Your instructions -
Rewrite the entries below as a numbered list, omitting blank lines and leaving out the pictures.

Entries of the collection
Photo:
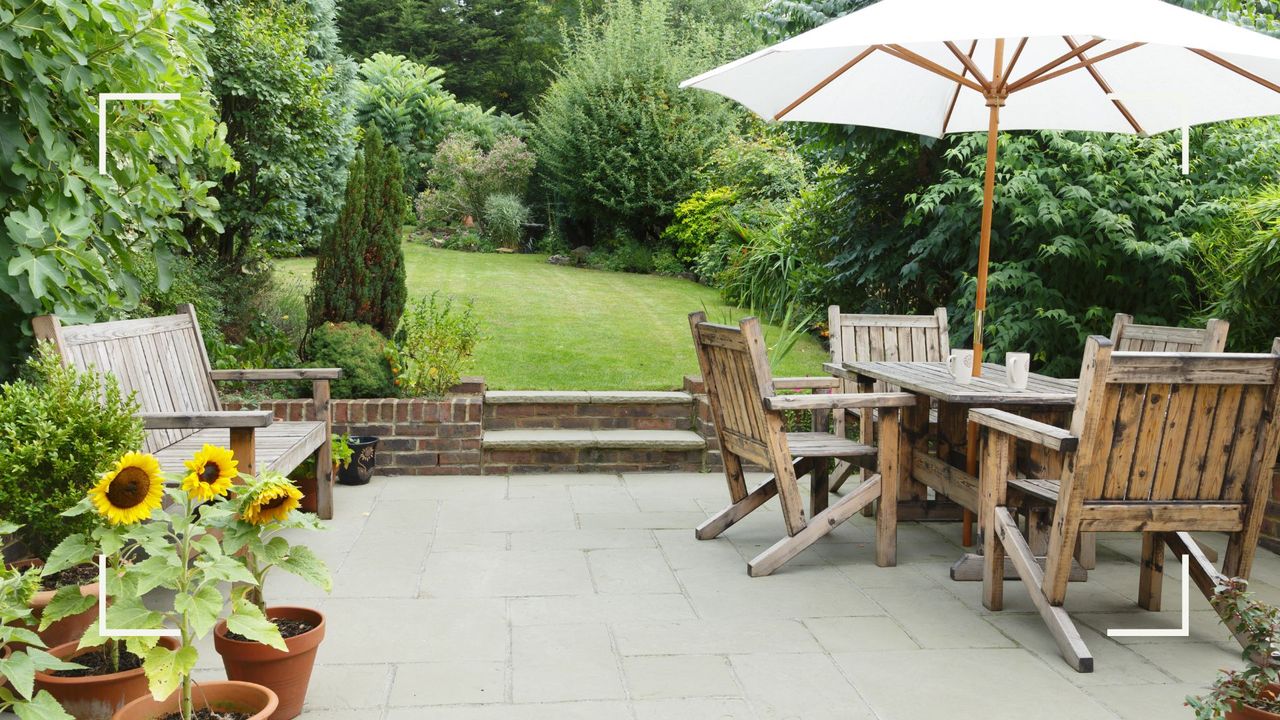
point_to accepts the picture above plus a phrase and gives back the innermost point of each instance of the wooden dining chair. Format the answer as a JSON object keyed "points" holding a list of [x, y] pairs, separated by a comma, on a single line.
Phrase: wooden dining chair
{"points": [[859, 337], [1129, 337], [1160, 443], [750, 427]]}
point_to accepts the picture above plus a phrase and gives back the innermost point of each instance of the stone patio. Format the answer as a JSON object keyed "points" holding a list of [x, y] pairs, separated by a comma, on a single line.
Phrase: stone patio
{"points": [[566, 597]]}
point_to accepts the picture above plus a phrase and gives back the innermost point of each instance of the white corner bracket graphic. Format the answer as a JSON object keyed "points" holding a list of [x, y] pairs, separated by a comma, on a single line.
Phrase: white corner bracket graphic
{"points": [[122, 632], [103, 99], [1184, 632]]}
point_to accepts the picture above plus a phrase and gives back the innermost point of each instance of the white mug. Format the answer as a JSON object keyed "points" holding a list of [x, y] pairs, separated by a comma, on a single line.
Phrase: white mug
{"points": [[1018, 368], [960, 364]]}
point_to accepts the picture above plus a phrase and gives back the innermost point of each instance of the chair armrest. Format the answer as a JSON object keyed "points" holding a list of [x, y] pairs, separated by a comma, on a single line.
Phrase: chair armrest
{"points": [[210, 419], [805, 383], [1024, 428], [835, 401], [272, 374]]}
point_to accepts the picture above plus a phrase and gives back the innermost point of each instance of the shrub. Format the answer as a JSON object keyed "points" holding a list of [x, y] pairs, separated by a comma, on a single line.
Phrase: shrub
{"points": [[1238, 269], [432, 346], [62, 428], [504, 217], [360, 273], [617, 141], [465, 176], [360, 351]]}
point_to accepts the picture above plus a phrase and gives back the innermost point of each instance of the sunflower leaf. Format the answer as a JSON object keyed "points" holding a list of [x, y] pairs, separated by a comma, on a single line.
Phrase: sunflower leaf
{"points": [[74, 550], [65, 602], [248, 620], [304, 563], [165, 668]]}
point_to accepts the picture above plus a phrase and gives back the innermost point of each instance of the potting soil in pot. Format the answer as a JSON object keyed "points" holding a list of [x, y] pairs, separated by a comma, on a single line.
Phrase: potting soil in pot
{"points": [[205, 714], [78, 575], [99, 664], [288, 629]]}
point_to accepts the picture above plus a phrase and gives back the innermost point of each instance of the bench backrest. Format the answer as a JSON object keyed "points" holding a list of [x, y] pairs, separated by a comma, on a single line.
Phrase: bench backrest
{"points": [[1129, 337], [736, 373], [1164, 428], [161, 359], [917, 338]]}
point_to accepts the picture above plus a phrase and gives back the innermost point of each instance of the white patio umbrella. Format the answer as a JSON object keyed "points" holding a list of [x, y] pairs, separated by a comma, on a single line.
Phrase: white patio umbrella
{"points": [[935, 67]]}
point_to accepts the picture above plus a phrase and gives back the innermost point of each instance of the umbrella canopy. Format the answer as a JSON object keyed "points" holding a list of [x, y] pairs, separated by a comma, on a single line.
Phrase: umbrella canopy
{"points": [[935, 67]]}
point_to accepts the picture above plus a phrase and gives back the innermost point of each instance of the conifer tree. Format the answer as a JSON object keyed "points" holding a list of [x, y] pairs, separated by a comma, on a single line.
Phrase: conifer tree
{"points": [[360, 272]]}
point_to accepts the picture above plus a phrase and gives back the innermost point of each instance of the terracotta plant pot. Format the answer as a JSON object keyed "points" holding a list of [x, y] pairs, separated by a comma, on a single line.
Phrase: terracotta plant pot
{"points": [[94, 697], [68, 628], [228, 696], [1246, 712], [286, 673]]}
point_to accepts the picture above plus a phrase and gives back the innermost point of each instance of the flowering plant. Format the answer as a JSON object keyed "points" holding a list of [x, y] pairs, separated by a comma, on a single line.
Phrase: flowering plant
{"points": [[173, 550]]}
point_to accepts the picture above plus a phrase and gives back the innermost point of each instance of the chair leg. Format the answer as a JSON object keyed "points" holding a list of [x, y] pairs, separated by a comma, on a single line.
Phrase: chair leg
{"points": [[818, 525], [1152, 574], [1060, 624]]}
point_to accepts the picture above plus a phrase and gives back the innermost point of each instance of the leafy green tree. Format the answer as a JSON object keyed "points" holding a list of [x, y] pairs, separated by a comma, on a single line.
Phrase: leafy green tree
{"points": [[284, 94], [72, 236], [360, 272], [617, 141]]}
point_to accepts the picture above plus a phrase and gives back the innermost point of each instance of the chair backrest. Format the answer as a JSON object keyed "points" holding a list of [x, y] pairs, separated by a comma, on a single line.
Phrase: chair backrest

Result for this task -
1. Photo:
2. point_to accepts the picture above plus a phrase and gives back the innermost point of each instance of the wooden dining chair. Format the answer as a JSON object keyed "points" holding a list of [x, y] pairs, separated by a comma, on a single line.
3. Phrase: wooden dining chair
4. {"points": [[859, 337], [1129, 337], [1160, 443], [750, 427]]}
5. point_to accepts the picture above plus a phrase and gives back the innermost point of each instance of the stone patio. Format the answer as a JSON object keyed "points" holding a list of [x, y] pairs, separated by a comma, on a single line.
6. Phrase: stone patio
7. {"points": [[566, 597]]}
8. point_to accepts the picture above plus a phrase and gives back the innermost point of each instance of the white corner bracket graphic. Format the answer as a JSON object keyed "points" holding a list of [x, y] pairs, separated by a comma, on a single line.
9. Phrase: white corner bracket graphic
10. {"points": [[122, 632], [103, 99], [1184, 632]]}
11. point_to accepts the picture above plus a phrase and gives back the innermost point of each instance of the white mug. Format the answer as a JSON object keyed "points" holding a list of [x, y] pairs, separated by a comma, on a single line.
12. Phrase: white mug
13. {"points": [[1018, 368], [960, 364]]}
14. point_to accepts the picture above plus a phrase and gives back the innermost point of each instance of the chair armrest. Format the answer as a JSON object keyed "points" holding a list of [x, y] pairs, separated by a comma, on a single line.
15. Phrase: chair armrest
16. {"points": [[210, 419], [805, 383], [1024, 428], [835, 401], [272, 374]]}
17. point_to accepts the picture above plus a phrase and gives back the innermost point of each instance of the shrub. Format the answer as a JSON object keyed "points" holding a list of [x, y] pairs, separated by a comma, on a single line.
18. Phrase: shrub
19. {"points": [[1238, 269], [432, 346], [62, 428], [504, 217], [360, 273], [617, 141], [465, 176], [360, 351]]}
20. point_to accepts the picture above plus a phrase and gives back the innermost point of each instance of the sunflower leaf. Format the answer as a JSON object keyed "points" holding a list of [x, y] pairs, separated by a comma, on a single line.
21. Phrase: sunflower leaf
22. {"points": [[74, 550], [65, 602], [248, 620], [304, 563], [165, 668]]}
23. point_to accepts the picture above plus a phrase and gives back the innermost point of each instance of the potting soil in pot. Format the answer as a JSON object keyed "points" holding a list of [x, y] pairs, separated by a comma, on a single line.
24. Phrase: potting soil in pot
25. {"points": [[205, 714], [78, 575], [99, 664], [288, 629]]}
26. point_to accepts the picture above plus a phrase and gives back the innermost point of each instance of the bench backrest. Format the answer as a JSON object keyed "points" holding a list of [x, y] pairs, separated by a comma, on a single line.
27. Phrase: bench backrest
28. {"points": [[1129, 337], [736, 373], [1164, 428], [161, 359], [917, 338]]}
29. point_to accepts the picture above plus a phrase and gives back the innermost point of each instance of the white patio umbrella. Format the answer as a JSON object keyed "points" holding a list of [x, y] pairs, separated by a comma, on a single line.
30. Phrase: white patio umbrella
31. {"points": [[935, 67]]}
32. point_to accepts the picture above plus a phrase and gives back the innermost point of each instance of the umbrella canopy. Format the answer as a JSON object keyed "points" holding a list of [x, y] pairs, separated by a comma, on a single line.
33. Phrase: umbrella canopy
34. {"points": [[935, 67]]}
35. point_to accepts the picture above plus a phrase and gives back the innermost point of each instance of the conifer tree. Format the answer as a JSON object keyed "points" holding a list of [x, y] pairs, separated by a comma, on a single line.
36. Phrase: conifer tree
37. {"points": [[360, 272]]}
38. point_to accepts the picture above plus a phrase and gives back the innermost point of each instance of the terracotta plant pot. Format the answer as a JSON object keyed "points" holding a list of [x, y] pairs, separated by a comma, on a single line.
39. Phrase: terracotta plant pot
40. {"points": [[94, 697], [68, 628], [228, 696], [1246, 712], [286, 673]]}
41. point_to accepts the picture above plus a phrase and gives back the innermost point of each instance of the flowering plant. Format the answer as a JSON object keyed "points" holding a list of [x, y] pairs, separated by a comma, on a single line.
42. Phrase: flowering plant
43. {"points": [[173, 550]]}
44. point_to accepts the picture above plus a phrase and gives back the innermost point of each instance of the chair leg. Format the answer as a JSON object keyed "points" holding a list of [x, y] pairs, separated by a comma, on a single line.
45. Phrase: chair leg
46. {"points": [[818, 525], [1152, 574], [1060, 624]]}
47. point_to accepts the picture above plus a phrase and gives back the innermost point of each instance of the leafy green tree. Format the answer as a JSON object keyed "points" holding a list of [x, y] pairs, separated by a comma, on a single line.
48. Phrase: leafy green tree
49. {"points": [[284, 94], [72, 236], [360, 272], [617, 141]]}
50. point_to accepts the picture above plus a phrase and gives back the innermost point of each instance of the chair backrest. Format the answer as a JSON object keyed "points" holding a list of [x, y] pairs, separated by a comma, on a single line.
51. Phrase: chair backrest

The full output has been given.